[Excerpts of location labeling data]
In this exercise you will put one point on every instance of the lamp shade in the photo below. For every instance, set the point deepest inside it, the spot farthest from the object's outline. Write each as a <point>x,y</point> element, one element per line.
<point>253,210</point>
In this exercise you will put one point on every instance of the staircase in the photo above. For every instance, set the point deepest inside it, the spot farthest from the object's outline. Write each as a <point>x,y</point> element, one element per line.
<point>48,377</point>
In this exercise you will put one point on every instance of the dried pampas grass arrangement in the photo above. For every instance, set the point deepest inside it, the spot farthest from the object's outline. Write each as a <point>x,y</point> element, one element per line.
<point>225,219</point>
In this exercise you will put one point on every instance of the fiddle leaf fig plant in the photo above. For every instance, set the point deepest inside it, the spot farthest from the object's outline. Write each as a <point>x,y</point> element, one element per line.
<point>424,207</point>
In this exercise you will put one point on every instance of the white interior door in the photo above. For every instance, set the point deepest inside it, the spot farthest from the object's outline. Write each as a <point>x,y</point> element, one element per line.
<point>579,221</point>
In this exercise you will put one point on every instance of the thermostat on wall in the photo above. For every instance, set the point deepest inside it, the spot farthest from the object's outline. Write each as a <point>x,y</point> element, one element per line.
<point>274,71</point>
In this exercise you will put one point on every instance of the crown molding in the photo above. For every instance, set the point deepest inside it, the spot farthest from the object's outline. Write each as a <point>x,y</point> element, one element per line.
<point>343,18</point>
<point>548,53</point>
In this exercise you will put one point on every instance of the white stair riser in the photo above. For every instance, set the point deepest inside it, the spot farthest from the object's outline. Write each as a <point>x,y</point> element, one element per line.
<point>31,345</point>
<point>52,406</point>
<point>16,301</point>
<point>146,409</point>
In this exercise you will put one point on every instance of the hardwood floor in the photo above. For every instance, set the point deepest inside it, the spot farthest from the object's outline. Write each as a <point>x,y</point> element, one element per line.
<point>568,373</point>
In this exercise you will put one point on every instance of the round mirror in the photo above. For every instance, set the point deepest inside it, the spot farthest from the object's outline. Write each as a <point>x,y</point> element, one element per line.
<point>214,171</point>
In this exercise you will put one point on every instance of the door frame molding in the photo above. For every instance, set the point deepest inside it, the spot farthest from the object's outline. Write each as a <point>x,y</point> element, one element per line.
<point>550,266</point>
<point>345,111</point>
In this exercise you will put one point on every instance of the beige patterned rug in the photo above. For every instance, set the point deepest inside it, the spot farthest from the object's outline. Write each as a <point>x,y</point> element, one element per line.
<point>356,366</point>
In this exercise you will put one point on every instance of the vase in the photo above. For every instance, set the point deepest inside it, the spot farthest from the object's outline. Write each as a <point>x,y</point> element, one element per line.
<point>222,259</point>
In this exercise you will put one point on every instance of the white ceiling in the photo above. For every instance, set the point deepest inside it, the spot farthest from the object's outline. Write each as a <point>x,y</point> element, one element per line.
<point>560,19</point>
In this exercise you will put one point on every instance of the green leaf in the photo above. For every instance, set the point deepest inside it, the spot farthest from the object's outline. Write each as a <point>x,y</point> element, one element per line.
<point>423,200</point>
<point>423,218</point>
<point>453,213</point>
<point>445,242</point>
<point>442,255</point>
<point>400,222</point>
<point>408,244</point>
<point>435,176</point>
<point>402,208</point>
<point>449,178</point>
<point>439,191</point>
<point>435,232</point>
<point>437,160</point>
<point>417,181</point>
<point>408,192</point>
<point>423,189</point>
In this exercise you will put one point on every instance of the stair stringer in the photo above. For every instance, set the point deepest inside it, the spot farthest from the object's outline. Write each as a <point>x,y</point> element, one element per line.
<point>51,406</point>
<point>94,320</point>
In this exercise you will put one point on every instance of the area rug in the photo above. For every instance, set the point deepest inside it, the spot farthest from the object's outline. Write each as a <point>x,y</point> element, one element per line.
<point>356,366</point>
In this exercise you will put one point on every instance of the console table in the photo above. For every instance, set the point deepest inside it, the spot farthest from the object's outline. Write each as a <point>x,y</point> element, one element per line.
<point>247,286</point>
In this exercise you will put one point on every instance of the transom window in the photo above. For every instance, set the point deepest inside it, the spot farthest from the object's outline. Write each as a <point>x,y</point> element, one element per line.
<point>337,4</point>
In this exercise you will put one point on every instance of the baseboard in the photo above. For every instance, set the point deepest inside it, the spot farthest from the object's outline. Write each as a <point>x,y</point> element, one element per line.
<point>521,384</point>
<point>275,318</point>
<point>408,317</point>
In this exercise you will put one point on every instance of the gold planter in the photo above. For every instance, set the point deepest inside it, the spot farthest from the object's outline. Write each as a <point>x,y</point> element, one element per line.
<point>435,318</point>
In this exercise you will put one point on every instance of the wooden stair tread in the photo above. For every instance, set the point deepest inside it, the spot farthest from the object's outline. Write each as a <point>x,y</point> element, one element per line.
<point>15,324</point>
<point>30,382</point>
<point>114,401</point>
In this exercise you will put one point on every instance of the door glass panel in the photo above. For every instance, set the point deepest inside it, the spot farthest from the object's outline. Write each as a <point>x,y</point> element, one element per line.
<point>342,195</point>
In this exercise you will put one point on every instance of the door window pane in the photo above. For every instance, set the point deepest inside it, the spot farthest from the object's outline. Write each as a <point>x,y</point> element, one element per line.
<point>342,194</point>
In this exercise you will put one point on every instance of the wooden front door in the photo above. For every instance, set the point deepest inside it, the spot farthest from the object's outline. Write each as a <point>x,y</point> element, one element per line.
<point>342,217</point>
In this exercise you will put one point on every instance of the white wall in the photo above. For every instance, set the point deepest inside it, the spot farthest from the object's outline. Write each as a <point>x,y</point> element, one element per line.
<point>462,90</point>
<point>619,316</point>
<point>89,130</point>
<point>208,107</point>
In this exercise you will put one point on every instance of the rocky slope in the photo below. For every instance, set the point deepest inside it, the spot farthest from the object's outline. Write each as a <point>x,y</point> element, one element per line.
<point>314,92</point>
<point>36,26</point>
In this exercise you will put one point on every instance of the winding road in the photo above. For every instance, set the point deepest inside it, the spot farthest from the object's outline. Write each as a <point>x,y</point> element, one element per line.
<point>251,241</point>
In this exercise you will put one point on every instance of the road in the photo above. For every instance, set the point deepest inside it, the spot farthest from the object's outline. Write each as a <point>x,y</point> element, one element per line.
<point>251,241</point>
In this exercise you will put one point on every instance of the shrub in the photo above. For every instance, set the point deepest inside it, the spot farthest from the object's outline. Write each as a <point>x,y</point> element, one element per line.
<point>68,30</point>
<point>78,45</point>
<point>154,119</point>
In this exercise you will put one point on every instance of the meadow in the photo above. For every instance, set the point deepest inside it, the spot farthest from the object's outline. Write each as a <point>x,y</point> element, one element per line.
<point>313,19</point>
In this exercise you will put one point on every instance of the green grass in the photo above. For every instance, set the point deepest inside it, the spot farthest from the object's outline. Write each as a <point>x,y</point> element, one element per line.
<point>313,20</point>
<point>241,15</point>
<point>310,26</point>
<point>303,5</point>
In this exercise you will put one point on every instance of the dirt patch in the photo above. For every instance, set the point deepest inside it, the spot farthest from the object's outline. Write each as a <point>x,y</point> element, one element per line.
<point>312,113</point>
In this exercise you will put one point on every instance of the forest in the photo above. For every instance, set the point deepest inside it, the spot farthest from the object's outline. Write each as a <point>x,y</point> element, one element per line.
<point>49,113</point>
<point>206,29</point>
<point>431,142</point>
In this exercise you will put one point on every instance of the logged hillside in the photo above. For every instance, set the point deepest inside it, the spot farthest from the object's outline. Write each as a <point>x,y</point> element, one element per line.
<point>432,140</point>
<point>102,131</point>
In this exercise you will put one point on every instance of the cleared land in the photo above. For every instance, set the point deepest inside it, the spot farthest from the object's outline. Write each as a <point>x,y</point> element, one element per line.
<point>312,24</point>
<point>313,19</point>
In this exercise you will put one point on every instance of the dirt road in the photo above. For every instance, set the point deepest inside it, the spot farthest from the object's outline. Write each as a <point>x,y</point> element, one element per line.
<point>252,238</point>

# [WHAT YOU ARE ASKED TO DO]
Lay out the stretch of records from the start through the line that contains "<point>225,219</point>" as a two-column CSV with the header text,answer. Use one row per record, put each value in a single quoted field, and replace any line breaks with spaces.

# [ANSWER FOR THIS EXERCISE]
text,answer
"In this exercise you will put one point on every instance of the lamp shade in the photo below. For every instance, set the point deepest inside it, the spot farthest from the object's outline. Write each as a <point>x,y</point> element, one element per line.","<point>253,210</point>"
"In this exercise you will put one point on every instance of the staircase in the photo above. For every instance, set the point deepest inside it, the spot farthest from the object's outline. Write each as a <point>x,y</point> element, one element per line.","<point>48,377</point>"
"In this exercise you will put one point on every instance of the dried pampas grass arrangement in the photo above. For every instance, set the point deepest inside it, the spot farthest from the object's outline. Write each as a <point>x,y</point> element, one element per line.","<point>225,219</point>"